_TASK GOAL_
If a picture appears in the records, skip it; copy everything else exactly.

_MATERIAL SHOWN_
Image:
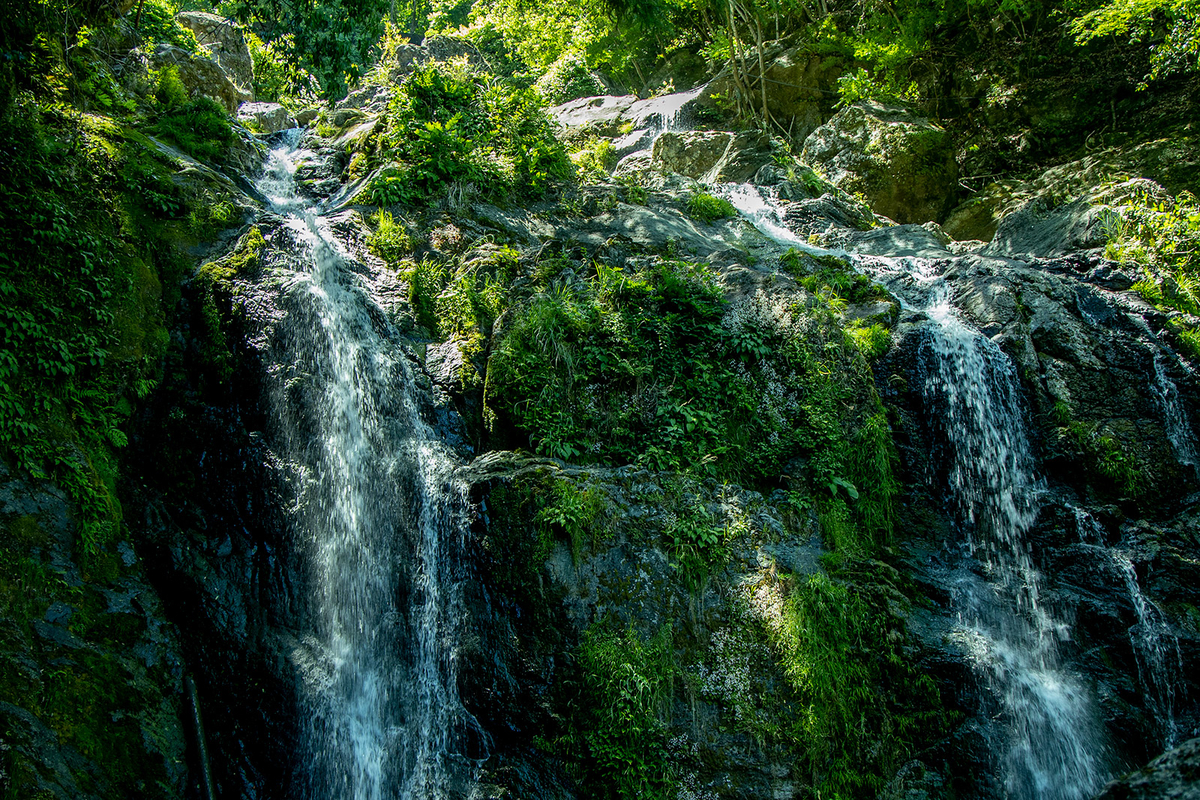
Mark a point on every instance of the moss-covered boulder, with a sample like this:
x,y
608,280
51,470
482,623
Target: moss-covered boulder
x,y
226,44
903,163
202,76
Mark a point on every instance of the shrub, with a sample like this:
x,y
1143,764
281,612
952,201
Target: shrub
x,y
447,125
708,209
569,78
197,126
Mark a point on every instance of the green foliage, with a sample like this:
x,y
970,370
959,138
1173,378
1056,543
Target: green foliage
x,y
568,78
1138,19
277,77
391,241
570,37
618,740
871,341
88,216
198,126
594,160
708,209
333,40
574,512
697,543
864,707
635,193
646,367
100,701
159,25
1111,467
1159,236
448,125
859,85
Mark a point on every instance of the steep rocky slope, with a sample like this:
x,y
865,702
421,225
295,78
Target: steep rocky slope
x,y
723,534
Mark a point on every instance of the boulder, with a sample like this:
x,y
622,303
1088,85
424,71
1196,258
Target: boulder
x,y
405,61
603,114
1173,163
201,76
901,162
1039,228
226,44
265,118
690,152
1175,775
801,90
742,160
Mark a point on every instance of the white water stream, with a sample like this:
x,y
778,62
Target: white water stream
x,y
379,513
1053,745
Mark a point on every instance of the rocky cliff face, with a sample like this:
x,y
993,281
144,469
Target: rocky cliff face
x,y
738,566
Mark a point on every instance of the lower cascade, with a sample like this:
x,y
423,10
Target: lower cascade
x,y
379,512
1050,743
504,401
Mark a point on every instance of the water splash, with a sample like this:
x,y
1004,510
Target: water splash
x,y
381,517
1053,744
664,113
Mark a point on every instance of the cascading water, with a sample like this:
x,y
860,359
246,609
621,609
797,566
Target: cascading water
x,y
1053,746
379,513
663,114
1156,649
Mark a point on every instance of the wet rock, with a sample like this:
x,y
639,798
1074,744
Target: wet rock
x,y
911,240
306,116
691,154
601,114
1175,775
226,43
1042,229
742,160
801,89
1174,163
96,644
265,118
901,162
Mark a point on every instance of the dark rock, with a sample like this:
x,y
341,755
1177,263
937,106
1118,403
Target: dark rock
x,y
903,163
1175,775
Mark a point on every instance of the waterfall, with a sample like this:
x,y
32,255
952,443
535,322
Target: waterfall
x,y
1051,744
381,517
663,114
1175,421
1156,650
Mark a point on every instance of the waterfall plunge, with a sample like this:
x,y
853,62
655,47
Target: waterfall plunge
x,y
379,513
1051,745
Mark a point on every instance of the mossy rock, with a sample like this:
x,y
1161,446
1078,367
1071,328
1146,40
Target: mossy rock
x,y
901,163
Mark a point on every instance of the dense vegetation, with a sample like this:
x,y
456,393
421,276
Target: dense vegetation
x,y
623,356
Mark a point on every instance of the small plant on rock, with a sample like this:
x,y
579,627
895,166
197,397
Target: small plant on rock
x,y
708,209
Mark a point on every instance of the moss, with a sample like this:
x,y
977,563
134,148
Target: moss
x,y
243,262
708,209
573,513
867,707
617,746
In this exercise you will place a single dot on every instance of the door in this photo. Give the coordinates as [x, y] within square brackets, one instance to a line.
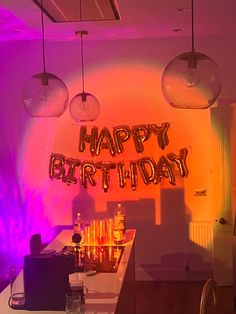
[221, 118]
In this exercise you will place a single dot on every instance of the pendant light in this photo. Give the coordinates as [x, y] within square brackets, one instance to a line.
[192, 79]
[44, 94]
[84, 106]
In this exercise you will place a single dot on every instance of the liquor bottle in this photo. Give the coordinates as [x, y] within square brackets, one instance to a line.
[119, 225]
[79, 226]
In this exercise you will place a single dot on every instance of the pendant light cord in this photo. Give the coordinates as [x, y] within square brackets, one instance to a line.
[43, 46]
[81, 47]
[192, 18]
[82, 60]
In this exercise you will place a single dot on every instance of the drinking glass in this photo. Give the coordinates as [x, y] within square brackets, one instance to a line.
[73, 303]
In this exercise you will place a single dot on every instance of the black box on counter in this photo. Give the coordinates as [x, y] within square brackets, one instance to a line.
[46, 280]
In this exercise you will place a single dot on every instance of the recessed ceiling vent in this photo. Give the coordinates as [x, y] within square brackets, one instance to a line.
[60, 11]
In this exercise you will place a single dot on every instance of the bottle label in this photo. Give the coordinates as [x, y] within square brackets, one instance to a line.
[119, 222]
[118, 236]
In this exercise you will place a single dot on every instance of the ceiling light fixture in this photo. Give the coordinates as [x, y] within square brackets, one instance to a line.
[84, 106]
[44, 94]
[192, 79]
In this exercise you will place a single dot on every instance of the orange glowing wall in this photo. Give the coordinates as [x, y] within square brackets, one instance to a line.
[125, 76]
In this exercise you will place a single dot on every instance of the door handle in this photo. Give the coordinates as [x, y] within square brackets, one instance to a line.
[222, 221]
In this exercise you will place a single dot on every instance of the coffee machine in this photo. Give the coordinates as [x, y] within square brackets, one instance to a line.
[46, 280]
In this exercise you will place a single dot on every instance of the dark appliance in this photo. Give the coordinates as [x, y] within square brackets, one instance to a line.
[46, 280]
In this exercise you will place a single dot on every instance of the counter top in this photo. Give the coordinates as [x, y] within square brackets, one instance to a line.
[103, 288]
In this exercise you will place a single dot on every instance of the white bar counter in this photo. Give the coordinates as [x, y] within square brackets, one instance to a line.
[107, 292]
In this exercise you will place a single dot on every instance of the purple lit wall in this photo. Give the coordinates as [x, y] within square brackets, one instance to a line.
[125, 77]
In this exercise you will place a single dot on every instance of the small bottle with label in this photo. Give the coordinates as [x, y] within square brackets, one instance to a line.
[119, 225]
[79, 227]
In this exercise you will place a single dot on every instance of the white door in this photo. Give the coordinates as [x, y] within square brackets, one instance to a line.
[222, 128]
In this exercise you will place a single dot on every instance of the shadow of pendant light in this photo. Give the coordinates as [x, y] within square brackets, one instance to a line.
[84, 106]
[192, 79]
[44, 94]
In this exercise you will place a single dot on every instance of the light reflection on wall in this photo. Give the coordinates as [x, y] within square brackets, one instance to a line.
[132, 92]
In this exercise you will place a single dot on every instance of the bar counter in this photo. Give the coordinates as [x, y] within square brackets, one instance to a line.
[107, 292]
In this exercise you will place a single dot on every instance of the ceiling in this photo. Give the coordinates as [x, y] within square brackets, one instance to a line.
[21, 20]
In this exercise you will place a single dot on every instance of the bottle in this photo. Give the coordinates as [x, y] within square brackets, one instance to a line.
[79, 226]
[119, 225]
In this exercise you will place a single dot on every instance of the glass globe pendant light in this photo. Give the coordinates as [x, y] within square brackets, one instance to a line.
[44, 94]
[192, 79]
[84, 106]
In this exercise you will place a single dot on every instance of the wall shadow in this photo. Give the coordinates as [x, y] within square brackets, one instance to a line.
[165, 247]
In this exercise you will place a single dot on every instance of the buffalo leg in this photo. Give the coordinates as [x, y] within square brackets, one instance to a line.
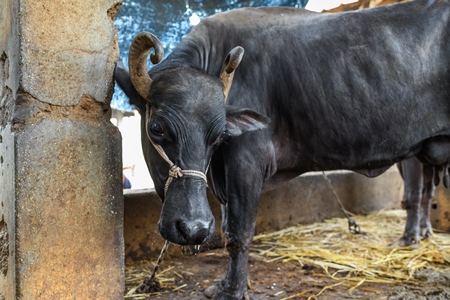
[239, 218]
[426, 230]
[411, 170]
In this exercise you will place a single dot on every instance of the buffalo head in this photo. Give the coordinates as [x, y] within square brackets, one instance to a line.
[184, 119]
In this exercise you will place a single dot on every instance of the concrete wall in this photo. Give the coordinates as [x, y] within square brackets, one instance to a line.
[61, 208]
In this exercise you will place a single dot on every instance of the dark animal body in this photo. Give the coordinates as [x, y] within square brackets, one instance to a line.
[359, 91]
[420, 181]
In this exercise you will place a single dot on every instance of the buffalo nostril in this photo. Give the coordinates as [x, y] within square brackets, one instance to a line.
[194, 233]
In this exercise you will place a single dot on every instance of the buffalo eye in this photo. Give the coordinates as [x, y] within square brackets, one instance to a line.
[156, 128]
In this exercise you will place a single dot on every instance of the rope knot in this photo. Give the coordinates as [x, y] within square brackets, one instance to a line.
[175, 171]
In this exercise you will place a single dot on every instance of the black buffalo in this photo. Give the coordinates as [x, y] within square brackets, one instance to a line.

_SOLUTION_
Image:
Mark a point on every instance of the moss-covered boulder, with a sample like this:
x,y
608,280
51,470
482,623
Target: moss-covered boulder
x,y
226,44
903,163
202,76
Mark a point on every instance of the shrub, with a sample like this:
x,y
1143,764
281,612
952,201
Target: shrub
x,y
447,125
708,209
569,78
197,126
Mark a point on every instance of the green foliage, with a sample like this:
x,y
970,370
959,138
1173,378
1056,543
Target: green foliage
x,y
568,78
1138,19
277,77
391,241
570,37
618,740
871,341
88,216
198,126
594,160
708,209
333,40
574,512
697,543
864,707
635,193
646,367
100,701
159,25
1111,467
1159,236
448,125
859,85
Mark a point on every instance of the steep rocky slope, with a sample like this:
x,y
865,702
421,225
295,78
Target: steep rocky slope
x,y
723,534
Mark a point on every instance of the boulder, with a sample like this:
x,y
622,303
1088,85
424,71
1196,258
Target: boulder
x,y
405,61
603,114
1173,163
201,76
901,162
1039,228
226,44
265,118
690,152
1175,775
801,90
742,160
Mark a point on every instance of the white water stream, with a sample like this:
x,y
778,62
Target: white water stream
x,y
379,513
1053,745
Mark a point on every instance of the rocky cliff face, with a sample like this:
x,y
993,281
144,469
Target: rocky cliff face
x,y
738,566
Mark a point on every instance of the lower cascade, with a sample like this:
x,y
423,10
Target: lower cascade
x,y
379,512
1050,743
504,401
Mark a point on every instance of the water splash, with a sample like this:
x,y
1004,510
Target: water splash
x,y
381,517
1053,744
664,113
Mark a point on every instance of the cascading water, with a sample like this:
x,y
860,359
246,609
621,609
797,566
Target: cascading water
x,y
1053,746
379,513
663,114
1156,649
Mark a point on every instance of the wet rock, with a sample like this:
x,y
639,798
1074,744
Target: wet rock
x,y
911,240
306,116
691,154
601,114
1175,775
226,43
1042,229
742,160
801,89
1174,163
96,644
265,118
901,162
Mark a point on every instance of the dark rock, with a sample like this:
x,y
341,755
1177,263
937,106
1118,403
Target: dark rock
x,y
903,163
1175,775
Mark a point on every instance of the waterfall, with a sample like this:
x,y
32,255
952,443
535,322
Target: waterfall
x,y
1051,744
381,517
663,114
1175,421
1156,650
Mark a point on every instance of the waterfall plunge, with a sample like this:
x,y
853,62
655,47
Target: waterfall plunge
x,y
379,513
1051,745
Mark a point on every instance of the mossy rock, with a sample like this:
x,y
1161,446
1078,367
1071,328
1146,40
Target: mossy rock
x,y
901,163
Mark a point on every instance of the dense vegetation, with a sample like this:
x,y
456,393
421,276
Target: dense vegetation
x,y
623,356
Mark a point on every instance of the small plant on rock, with a sample like this:
x,y
579,627
895,166
197,397
Target: small plant on rock
x,y
708,209
Mark a point on every instance of the moss, with a sample like this:
x,y
977,563
134,148
Target: moss
x,y
243,262
708,209
573,513
867,707
617,746
In this exercise you will place a single dot on every instance of the door in this photo. Give the coordinates as [x, y] within square brackets, one instance to a line.
[221, 118]
In this exercise you will place a single dot on every instance of the pendant light in this photo. Give the coordinates as [x, y] within square brackets, one instance to a line.
[192, 79]
[44, 94]
[84, 106]
In this exercise you will place a single dot on every instance of the liquor bottle in this photo. Give the coordinates as [x, y] within square brackets, one instance to a line.
[119, 225]
[79, 226]
In this exercise you will place a single dot on every instance of the pendant light cord in this photo. Give the coordinates as [x, y] within square brackets, one instance to a line.
[43, 46]
[81, 47]
[192, 18]
[82, 60]
In this exercise you will place a single dot on every instance of the drinking glass in this photo. Give the coordinates as [x, y] within square brackets, one instance to a line.
[73, 303]
In this exercise you will place a single dot on every instance of the black box on counter in this photo. Give the coordinates as [x, y] within square brackets, one instance to a line.
[46, 280]
In this exercise you will place a single dot on every instance of the recessed ceiling vent in this photo. Give the coordinates as [x, y] within square brackets, one instance to a line.
[60, 11]
In this exercise you will place a single dot on every instance of the bottle label in this photo. Give the coordinates as [x, y] within square brackets, one instance to a line.
[119, 222]
[118, 236]
In this exercise you will place a single dot on every instance of the ceiling light fixture in this photo. Give the coordinates as [x, y] within square brackets, one instance to a line.
[84, 106]
[44, 94]
[192, 79]
In this exercise you will place a single dot on every instance of the orange glowing wall in this photo. Give the coordinates as [x, y] within square brackets, one instance to a line.
[125, 76]
In this exercise you will place a single dot on every instance of the door handle in this photo. Give the coordinates as [x, y] within square brackets, one instance to a line.
[222, 221]
In this exercise you will place a single dot on every instance of the coffee machine in this photo. Give the coordinates as [x, y] within square brackets, one instance to a line.
[46, 280]
In this exercise you will place a single dot on every instance of the dark appliance in this photo. Give the coordinates as [x, y] within square brackets, one instance to a line.
[46, 280]
In this exercise you will place a single dot on every instance of the counter top in this photo. Give the coordinates as [x, y] within square brackets, one instance to a line.
[103, 288]
In this exercise you will place a single dot on every instance of the white bar counter in this photo. Give the coordinates as [x, y] within square brackets, one instance to a line.
[107, 292]
In this exercise you will place a single dot on every instance of the purple lit wall in this photo. Give the coordinates as [x, y] within square brackets, one instance to a line.
[125, 77]
In this exercise you will place a single dot on every instance of the small bottle with label in this photo. Give the coordinates as [x, y] within square brackets, one instance to a line.
[119, 225]
[79, 227]
In this exercise you will place a single dot on every instance of the white door in this photo. Give the coordinates as [x, y] within square brackets, one instance to a line.
[222, 128]
In this exercise you will place a single dot on every instance of the shadow of pendant light in this photo. Give the coordinates as [x, y] within square brackets, one instance to a line.
[84, 106]
[192, 79]
[44, 94]
In this exercise you will place a single dot on every instance of the light reflection on wall in this photo. Give the coordinates as [x, y] within square brackets, one instance to a line.
[132, 92]
In this exercise you will place a single dot on every instance of the bar counter in this photo. Give the coordinates as [x, y] within square brackets, one instance to a line.
[107, 292]
In this exercise you will place a single dot on every instance of the ceiling in this photo. Give the coordinates as [x, y] within square brackets, one instance to a line.
[21, 20]
In this exercise you will place a single dot on every instance of the bottle in this photo. Give the coordinates as [x, y] within square brackets, one instance to a line.
[79, 226]
[119, 225]
In this exercise you will place a single dot on every instance of the glass globe pendant light in this photo. Give the coordinates as [x, y] within square brackets, one instance to a line.
[44, 94]
[192, 79]
[84, 106]
In this exercise you will place a single dot on every instance of the wall shadow in this photo. Give the coordinates as [x, y] within square brackets, one instance to a line.
[165, 247]
In this exercise you will place a single dot on every instance of the buffalo leg in this photo. Give the coordinates as [x, y] within square brackets, one instance to a line.
[239, 218]
[426, 230]
[411, 170]
In this exercise you will place a single dot on every instance of the buffalo head in this photo. Give the coordinates as [x, y] within square brackets, one instance to a line.
[184, 119]
In this exercise you will place a single dot on every instance of the concrete wall in this photo. Give the coordinates as [x, y] within square brackets, one instance to a line.
[61, 208]
In this exercise you will place a single dot on every instance of the dark animal body in this photo. Give the coordinates as [x, y] within square brackets, one instance to a line.
[359, 91]
[420, 181]
In this exercise you will place a single dot on every instance of the buffalo nostril in this photo. Give the coordinates as [x, y] within square brackets, one instance to a line.
[194, 233]
In this exercise you will place a single dot on every instance of the buffalo eye in this photo. Give the coordinates as [x, y] within square brackets, one instance to a line.
[156, 128]
In this exercise you will place a single dot on every instance of the rope knot in this photo. Give the coordinates as [x, y] within square brackets, one instance to a line.
[175, 171]
In this exercise you will place a single dot on every instance of the black buffalo in this photo. Give the coordinates as [x, y] within square brackets, one instance to a line.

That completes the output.